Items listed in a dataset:
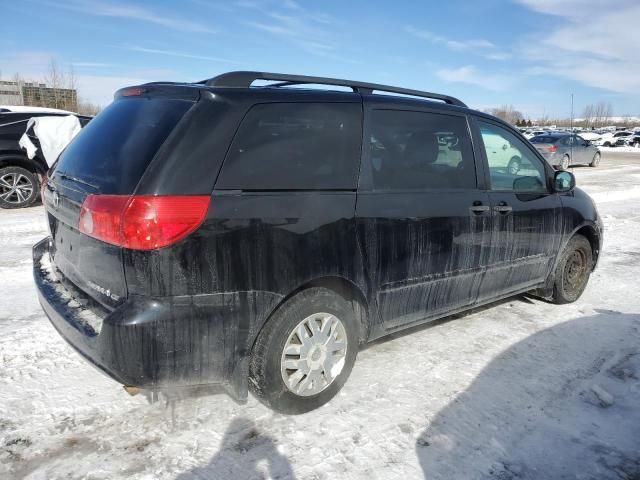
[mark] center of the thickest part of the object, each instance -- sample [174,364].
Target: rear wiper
[76,179]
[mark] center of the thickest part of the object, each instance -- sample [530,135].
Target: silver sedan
[565,149]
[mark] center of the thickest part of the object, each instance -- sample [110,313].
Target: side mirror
[563,181]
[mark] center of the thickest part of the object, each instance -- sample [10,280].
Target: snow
[54,134]
[22,109]
[624,149]
[520,390]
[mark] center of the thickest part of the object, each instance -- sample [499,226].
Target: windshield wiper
[77,180]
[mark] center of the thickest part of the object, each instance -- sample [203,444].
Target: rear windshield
[112,152]
[544,139]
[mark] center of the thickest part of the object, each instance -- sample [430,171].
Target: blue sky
[529,53]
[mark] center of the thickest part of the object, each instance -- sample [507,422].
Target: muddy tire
[18,187]
[514,166]
[305,353]
[573,270]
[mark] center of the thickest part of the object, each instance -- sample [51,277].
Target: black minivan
[225,235]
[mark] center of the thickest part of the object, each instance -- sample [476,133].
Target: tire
[572,271]
[514,166]
[19,187]
[267,371]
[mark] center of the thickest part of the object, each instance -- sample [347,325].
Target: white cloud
[470,75]
[174,53]
[449,43]
[132,12]
[313,32]
[596,43]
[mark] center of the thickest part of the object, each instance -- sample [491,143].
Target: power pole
[571,120]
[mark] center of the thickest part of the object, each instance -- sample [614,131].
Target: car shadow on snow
[527,417]
[245,453]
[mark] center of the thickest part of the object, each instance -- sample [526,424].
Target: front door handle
[503,208]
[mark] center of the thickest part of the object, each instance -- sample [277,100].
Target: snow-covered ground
[521,390]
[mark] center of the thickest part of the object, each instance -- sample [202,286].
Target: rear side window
[295,146]
[112,152]
[418,150]
[544,139]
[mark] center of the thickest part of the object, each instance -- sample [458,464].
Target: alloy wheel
[314,354]
[575,272]
[15,188]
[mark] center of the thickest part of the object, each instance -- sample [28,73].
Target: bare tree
[63,85]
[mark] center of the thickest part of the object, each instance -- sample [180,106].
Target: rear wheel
[18,187]
[305,353]
[573,270]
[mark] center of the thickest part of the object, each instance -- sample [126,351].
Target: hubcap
[15,188]
[314,354]
[575,272]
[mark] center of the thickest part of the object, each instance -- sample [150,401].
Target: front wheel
[573,270]
[18,187]
[305,353]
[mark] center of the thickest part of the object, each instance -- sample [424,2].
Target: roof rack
[244,79]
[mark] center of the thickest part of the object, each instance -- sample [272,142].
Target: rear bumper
[158,343]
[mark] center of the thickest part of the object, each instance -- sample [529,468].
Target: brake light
[45,179]
[132,92]
[142,222]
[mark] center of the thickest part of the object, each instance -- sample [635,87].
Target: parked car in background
[533,133]
[631,141]
[565,149]
[256,236]
[20,176]
[610,139]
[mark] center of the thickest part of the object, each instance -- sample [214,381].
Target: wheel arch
[590,233]
[340,285]
[17,159]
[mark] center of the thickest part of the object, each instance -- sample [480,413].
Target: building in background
[37,95]
[10,93]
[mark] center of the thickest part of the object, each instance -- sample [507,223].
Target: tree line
[594,115]
[58,80]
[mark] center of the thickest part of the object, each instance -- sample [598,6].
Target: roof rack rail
[243,79]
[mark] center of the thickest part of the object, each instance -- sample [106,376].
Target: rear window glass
[114,149]
[295,146]
[544,139]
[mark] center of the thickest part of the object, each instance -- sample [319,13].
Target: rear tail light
[43,185]
[142,222]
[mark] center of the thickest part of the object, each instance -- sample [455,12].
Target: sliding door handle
[477,209]
[502,207]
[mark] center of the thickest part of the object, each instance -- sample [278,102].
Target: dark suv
[220,235]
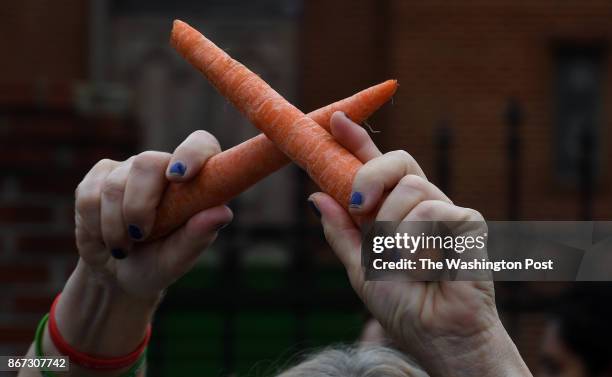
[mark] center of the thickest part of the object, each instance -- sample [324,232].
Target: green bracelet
[39,353]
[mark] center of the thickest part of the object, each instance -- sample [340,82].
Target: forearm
[96,317]
[491,354]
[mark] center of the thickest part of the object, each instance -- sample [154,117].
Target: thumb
[180,249]
[340,231]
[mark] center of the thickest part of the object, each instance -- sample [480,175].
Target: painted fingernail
[221,226]
[314,208]
[118,253]
[356,200]
[134,232]
[178,168]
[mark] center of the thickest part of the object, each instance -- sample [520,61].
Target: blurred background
[504,104]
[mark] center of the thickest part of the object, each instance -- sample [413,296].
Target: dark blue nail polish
[134,232]
[314,208]
[221,226]
[118,253]
[356,200]
[178,168]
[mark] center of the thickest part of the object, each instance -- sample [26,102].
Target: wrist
[491,353]
[96,316]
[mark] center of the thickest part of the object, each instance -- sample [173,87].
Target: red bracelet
[87,360]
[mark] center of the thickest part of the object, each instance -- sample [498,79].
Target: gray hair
[356,361]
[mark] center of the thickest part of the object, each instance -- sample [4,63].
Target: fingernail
[134,232]
[221,226]
[356,200]
[314,208]
[118,253]
[178,168]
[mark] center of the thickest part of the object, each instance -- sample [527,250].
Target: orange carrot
[231,172]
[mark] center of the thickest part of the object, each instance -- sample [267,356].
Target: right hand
[451,327]
[115,210]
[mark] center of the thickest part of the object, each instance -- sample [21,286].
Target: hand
[115,209]
[452,328]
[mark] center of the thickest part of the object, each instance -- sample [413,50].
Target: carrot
[295,134]
[231,172]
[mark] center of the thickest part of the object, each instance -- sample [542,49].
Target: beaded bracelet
[38,340]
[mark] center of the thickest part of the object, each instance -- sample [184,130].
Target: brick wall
[459,63]
[46,147]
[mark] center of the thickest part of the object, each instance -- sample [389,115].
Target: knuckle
[148,161]
[425,210]
[104,163]
[472,215]
[138,212]
[413,182]
[403,155]
[87,202]
[113,188]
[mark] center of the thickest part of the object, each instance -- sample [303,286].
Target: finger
[181,249]
[378,176]
[438,210]
[87,198]
[114,231]
[144,187]
[190,155]
[340,231]
[353,137]
[407,194]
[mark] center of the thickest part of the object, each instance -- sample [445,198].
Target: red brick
[47,244]
[55,182]
[13,334]
[11,274]
[37,304]
[25,214]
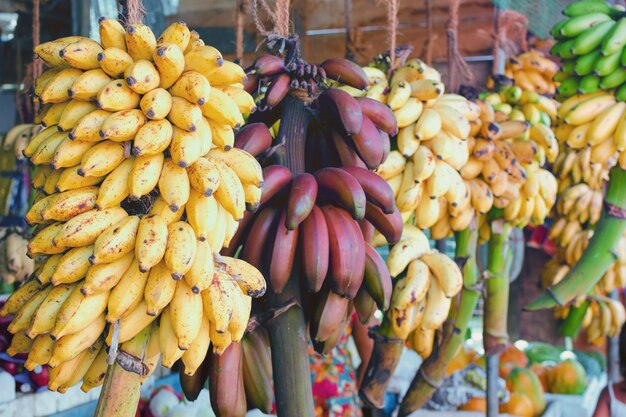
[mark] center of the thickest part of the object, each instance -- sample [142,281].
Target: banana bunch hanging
[139,188]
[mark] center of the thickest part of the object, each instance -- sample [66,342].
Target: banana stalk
[433,369]
[599,253]
[572,324]
[287,331]
[497,289]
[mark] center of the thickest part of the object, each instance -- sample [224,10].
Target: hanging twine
[431,37]
[457,67]
[509,35]
[239,16]
[392,16]
[279,18]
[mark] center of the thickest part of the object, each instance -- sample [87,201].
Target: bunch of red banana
[326,219]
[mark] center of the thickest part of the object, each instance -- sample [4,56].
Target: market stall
[296,208]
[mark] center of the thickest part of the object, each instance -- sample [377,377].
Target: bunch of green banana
[590,42]
[140,187]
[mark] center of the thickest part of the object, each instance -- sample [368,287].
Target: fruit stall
[312,208]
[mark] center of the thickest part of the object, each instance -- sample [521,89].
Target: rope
[456,63]
[431,37]
[392,16]
[510,35]
[239,15]
[135,11]
[279,18]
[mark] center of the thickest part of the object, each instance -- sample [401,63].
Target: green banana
[591,38]
[587,63]
[615,40]
[607,64]
[569,86]
[577,25]
[589,84]
[614,79]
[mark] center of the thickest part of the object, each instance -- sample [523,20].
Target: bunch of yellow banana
[432,147]
[531,71]
[15,266]
[425,283]
[140,188]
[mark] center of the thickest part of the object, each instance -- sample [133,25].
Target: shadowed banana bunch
[139,188]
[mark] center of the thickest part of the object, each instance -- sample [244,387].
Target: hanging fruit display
[138,190]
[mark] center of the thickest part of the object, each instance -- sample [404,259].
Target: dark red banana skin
[276,178]
[347,154]
[315,249]
[240,234]
[282,255]
[346,252]
[329,313]
[267,65]
[346,72]
[379,114]
[301,199]
[260,233]
[376,189]
[377,279]
[277,90]
[325,347]
[367,229]
[365,305]
[193,384]
[386,143]
[251,85]
[389,225]
[343,189]
[368,143]
[253,138]
[224,381]
[343,109]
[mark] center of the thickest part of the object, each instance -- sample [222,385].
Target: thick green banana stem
[120,393]
[599,254]
[572,324]
[432,371]
[497,290]
[287,331]
[381,366]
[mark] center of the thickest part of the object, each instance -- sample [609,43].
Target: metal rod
[493,363]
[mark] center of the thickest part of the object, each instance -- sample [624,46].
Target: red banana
[277,90]
[330,311]
[389,225]
[342,108]
[253,138]
[276,178]
[267,65]
[315,250]
[377,279]
[368,143]
[376,189]
[367,229]
[347,252]
[224,381]
[346,72]
[347,154]
[301,199]
[380,114]
[282,255]
[253,249]
[365,305]
[342,188]
[386,143]
[251,85]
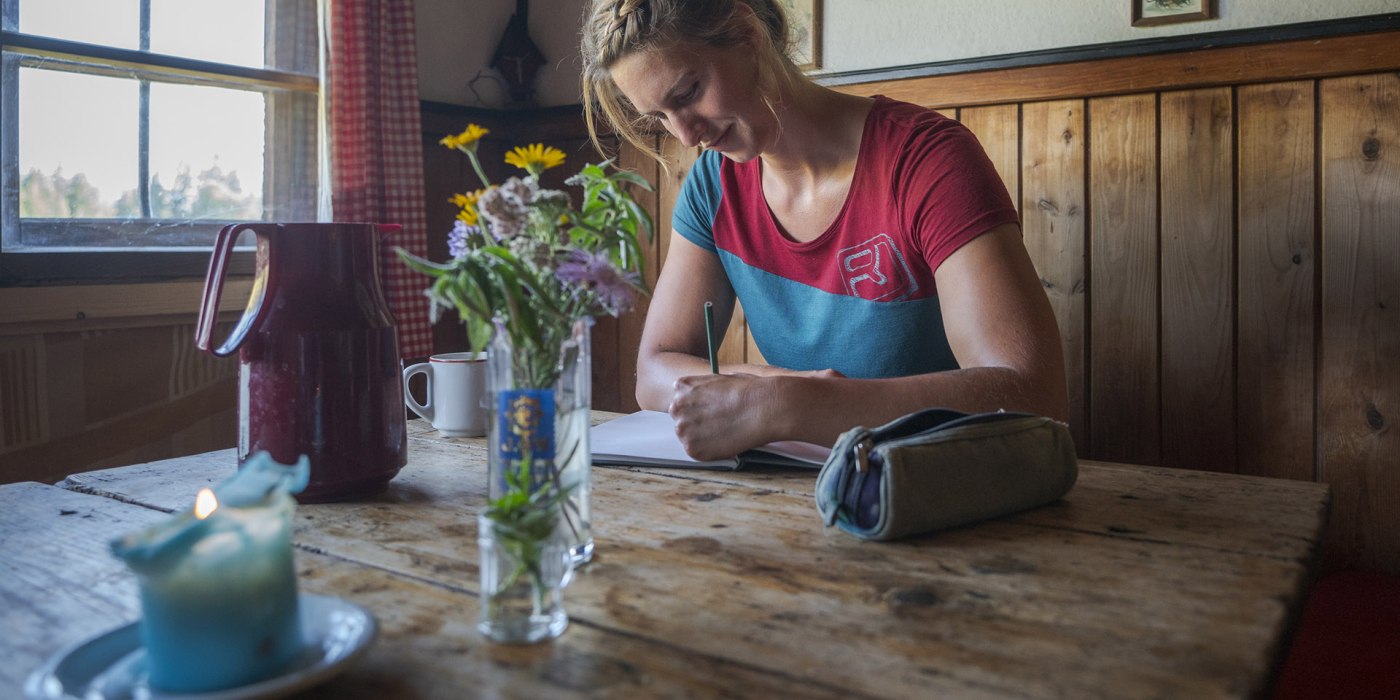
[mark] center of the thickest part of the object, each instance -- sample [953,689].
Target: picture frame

Assignment: Reproduce, exactly as they stand in the data above, the lines from the one that holds "Target: silver sedan" to the one that holds "-- sample [347,325].", inclusive.

Solution to this exercise:
Target: silver sedan
[565,149]
[mark] center of the thickest part of the object, each instance -- sample [110,313].
Target: side mirror
[563,181]
[mark] center of the thickest part of the object, each instance -- sample [10,280].
Target: snow
[54,134]
[22,109]
[624,149]
[520,390]
[mark] center of the thickest part of the object, each instance -- sample [499,226].
Target: windshield wiper
[77,180]
[mark] center of the thickest part of the object, each instance -- sample [203,444].
Target: rear windshield
[112,152]
[544,139]
[mark] center of the thickest part of the object, each instance -- sample [430,171].
Target: blue sky
[529,53]
[mark] center of the thickest part of the object, each instance -- sample [507,422].
Target: muddy tire
[18,187]
[514,166]
[305,353]
[573,270]
[mark] center of the thickest part of the object, each instance -- sample [51,277].
Target: black minivan
[225,235]
[mark] center of the thickest part of the object, each instance -- sample [476,133].
Target: tire
[572,271]
[514,166]
[19,187]
[267,371]
[mark] center of the thickest part of the object, each instance -- sample [347,325].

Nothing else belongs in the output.